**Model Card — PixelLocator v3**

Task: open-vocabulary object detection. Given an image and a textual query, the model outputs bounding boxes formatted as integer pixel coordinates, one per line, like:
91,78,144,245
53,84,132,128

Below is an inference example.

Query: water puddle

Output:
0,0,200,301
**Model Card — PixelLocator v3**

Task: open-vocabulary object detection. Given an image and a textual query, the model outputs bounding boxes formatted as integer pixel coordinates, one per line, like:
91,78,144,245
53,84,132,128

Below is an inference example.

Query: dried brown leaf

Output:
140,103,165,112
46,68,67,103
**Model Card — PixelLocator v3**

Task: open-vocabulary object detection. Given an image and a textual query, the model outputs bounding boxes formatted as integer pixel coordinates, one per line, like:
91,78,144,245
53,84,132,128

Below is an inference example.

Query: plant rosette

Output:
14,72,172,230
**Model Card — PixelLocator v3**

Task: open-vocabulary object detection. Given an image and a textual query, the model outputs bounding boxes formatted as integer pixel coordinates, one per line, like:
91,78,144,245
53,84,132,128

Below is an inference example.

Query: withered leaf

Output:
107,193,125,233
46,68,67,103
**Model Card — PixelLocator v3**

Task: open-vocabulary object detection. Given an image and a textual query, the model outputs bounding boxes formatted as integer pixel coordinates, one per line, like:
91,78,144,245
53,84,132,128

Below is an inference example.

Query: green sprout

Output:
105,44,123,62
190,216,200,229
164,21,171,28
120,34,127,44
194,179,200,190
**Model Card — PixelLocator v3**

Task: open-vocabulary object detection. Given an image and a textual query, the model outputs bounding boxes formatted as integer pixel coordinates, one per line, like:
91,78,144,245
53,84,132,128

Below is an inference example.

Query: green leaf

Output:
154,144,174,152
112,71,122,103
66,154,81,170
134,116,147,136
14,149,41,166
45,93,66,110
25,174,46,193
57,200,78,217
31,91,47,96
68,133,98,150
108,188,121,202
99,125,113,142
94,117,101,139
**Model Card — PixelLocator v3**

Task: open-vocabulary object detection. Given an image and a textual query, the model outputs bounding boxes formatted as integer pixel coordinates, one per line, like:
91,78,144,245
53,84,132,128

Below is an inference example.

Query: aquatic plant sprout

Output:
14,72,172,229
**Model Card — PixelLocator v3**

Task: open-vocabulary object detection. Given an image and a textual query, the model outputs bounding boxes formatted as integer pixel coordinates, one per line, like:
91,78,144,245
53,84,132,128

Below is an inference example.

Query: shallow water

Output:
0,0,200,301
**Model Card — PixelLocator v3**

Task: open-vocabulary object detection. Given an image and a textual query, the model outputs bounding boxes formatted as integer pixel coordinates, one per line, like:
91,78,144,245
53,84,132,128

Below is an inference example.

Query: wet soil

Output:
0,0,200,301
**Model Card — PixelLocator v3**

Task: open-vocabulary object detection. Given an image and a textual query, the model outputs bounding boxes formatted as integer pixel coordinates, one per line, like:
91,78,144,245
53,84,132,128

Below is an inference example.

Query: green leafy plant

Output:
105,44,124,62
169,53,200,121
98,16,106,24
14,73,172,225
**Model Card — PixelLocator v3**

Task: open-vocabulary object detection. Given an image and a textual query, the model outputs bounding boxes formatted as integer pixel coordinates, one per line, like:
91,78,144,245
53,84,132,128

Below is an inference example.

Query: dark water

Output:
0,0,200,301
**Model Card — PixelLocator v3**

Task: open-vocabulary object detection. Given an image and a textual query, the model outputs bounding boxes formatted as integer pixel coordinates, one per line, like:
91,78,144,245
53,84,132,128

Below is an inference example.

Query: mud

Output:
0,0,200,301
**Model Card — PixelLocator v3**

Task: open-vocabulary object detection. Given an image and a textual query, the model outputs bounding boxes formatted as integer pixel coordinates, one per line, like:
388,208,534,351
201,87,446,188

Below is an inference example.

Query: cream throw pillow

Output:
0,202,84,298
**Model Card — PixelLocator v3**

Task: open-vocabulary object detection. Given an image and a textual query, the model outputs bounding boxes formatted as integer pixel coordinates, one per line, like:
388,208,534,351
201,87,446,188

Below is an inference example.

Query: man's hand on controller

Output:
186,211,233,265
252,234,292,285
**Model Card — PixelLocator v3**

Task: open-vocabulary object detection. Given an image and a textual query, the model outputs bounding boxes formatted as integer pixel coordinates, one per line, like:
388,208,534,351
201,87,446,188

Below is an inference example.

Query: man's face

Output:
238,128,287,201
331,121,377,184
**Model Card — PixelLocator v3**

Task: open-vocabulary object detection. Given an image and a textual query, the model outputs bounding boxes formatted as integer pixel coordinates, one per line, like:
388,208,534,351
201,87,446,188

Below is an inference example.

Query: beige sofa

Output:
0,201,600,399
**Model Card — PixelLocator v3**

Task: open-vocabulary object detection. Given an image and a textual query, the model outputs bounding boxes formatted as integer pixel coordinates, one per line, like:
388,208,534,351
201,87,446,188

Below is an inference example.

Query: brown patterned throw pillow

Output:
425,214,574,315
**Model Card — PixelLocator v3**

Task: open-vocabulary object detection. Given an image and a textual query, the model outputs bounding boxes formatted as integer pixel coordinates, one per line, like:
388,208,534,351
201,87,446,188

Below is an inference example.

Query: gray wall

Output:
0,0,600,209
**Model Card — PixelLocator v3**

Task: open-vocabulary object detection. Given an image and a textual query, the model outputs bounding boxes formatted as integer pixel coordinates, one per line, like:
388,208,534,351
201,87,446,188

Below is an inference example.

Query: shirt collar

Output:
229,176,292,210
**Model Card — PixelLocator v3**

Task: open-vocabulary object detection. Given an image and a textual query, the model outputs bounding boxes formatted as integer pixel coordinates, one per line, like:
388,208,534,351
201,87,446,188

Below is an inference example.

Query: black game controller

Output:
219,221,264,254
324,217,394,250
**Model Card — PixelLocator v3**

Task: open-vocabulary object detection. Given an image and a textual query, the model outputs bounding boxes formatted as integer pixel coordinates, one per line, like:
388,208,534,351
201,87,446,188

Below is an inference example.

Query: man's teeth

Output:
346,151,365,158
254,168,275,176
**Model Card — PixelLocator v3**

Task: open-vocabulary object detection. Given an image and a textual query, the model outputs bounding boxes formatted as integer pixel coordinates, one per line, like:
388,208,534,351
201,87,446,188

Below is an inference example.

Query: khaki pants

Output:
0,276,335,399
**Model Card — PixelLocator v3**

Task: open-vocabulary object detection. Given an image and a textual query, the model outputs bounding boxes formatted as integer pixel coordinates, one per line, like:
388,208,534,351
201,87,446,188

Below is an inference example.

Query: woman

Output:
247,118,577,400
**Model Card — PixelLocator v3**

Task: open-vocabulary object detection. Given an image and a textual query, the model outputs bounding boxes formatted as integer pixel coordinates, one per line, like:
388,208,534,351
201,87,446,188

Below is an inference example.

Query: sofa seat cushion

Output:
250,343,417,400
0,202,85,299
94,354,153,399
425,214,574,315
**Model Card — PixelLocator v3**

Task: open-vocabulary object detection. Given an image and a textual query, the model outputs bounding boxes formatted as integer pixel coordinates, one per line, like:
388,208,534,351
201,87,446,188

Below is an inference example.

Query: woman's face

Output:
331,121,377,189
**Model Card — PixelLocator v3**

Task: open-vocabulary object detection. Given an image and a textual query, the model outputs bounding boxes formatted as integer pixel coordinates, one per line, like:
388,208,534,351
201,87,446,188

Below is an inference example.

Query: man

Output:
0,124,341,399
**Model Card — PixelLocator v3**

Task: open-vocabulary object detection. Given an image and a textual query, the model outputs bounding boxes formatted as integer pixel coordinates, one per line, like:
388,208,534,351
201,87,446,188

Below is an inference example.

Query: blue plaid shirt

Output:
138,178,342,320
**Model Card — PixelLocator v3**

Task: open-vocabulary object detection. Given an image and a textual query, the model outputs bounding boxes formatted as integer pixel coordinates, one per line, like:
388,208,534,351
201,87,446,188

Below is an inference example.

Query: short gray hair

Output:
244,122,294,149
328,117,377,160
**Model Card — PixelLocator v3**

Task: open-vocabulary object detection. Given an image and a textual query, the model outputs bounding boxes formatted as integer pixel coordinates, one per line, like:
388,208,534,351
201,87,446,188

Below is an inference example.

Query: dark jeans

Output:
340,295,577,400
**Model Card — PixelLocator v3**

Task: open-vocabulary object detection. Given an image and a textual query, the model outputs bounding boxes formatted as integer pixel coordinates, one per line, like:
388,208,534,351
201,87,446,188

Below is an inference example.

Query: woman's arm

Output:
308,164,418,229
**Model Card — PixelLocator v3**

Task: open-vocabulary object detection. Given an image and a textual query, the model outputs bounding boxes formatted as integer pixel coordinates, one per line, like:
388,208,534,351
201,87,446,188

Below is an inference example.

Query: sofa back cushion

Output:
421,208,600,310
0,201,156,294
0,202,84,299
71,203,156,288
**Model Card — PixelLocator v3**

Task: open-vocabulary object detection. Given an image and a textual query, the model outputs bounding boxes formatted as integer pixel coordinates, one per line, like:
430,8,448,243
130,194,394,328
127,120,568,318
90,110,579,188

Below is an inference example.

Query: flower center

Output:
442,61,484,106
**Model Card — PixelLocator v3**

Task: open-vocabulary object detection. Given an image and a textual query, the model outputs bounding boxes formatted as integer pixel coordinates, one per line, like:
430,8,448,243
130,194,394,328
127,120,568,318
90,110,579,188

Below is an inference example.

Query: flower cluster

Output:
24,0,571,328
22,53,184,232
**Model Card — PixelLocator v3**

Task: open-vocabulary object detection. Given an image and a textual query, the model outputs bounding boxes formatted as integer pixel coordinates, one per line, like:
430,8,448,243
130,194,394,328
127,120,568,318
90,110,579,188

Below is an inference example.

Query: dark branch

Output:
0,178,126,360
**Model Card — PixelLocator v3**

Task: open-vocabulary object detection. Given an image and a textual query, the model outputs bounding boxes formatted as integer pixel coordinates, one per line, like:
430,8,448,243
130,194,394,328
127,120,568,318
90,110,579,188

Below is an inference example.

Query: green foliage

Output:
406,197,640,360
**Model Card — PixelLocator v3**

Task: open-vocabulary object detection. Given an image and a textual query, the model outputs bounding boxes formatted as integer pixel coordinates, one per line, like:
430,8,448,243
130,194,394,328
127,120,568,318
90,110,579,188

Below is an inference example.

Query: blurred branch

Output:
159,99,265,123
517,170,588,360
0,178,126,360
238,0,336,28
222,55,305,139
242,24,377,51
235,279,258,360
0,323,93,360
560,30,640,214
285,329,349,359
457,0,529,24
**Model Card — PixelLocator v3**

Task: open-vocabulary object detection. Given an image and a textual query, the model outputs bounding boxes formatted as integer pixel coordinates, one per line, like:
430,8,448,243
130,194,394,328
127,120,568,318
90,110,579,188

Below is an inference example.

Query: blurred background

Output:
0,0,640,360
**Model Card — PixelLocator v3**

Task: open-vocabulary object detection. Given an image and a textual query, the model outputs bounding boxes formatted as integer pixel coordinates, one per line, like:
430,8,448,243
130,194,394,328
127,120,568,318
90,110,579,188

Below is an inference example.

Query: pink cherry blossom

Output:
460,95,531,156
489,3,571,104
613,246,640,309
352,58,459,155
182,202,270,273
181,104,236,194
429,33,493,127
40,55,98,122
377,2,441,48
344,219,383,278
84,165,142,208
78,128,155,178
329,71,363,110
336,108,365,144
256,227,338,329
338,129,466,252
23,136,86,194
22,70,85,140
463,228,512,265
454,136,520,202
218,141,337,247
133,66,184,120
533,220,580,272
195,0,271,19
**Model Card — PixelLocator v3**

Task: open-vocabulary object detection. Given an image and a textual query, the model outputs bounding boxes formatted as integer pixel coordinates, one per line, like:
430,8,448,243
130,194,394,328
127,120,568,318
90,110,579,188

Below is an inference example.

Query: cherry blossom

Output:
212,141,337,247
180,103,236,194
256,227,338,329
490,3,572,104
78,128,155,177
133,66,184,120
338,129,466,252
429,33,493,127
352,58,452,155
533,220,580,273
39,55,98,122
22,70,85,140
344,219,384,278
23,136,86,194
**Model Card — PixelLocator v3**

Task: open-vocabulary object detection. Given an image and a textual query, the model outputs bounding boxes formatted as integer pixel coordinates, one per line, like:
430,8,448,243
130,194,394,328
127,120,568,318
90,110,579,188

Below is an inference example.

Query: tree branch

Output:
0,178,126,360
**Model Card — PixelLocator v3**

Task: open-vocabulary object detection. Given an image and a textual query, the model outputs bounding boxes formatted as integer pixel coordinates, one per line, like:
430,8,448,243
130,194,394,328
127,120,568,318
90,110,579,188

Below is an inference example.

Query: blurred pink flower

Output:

-*-*-

Pull out every line in the rows above that contains the word "sprout", and copy each line in full.

Query: green sprout
Query: aquatic plant sprout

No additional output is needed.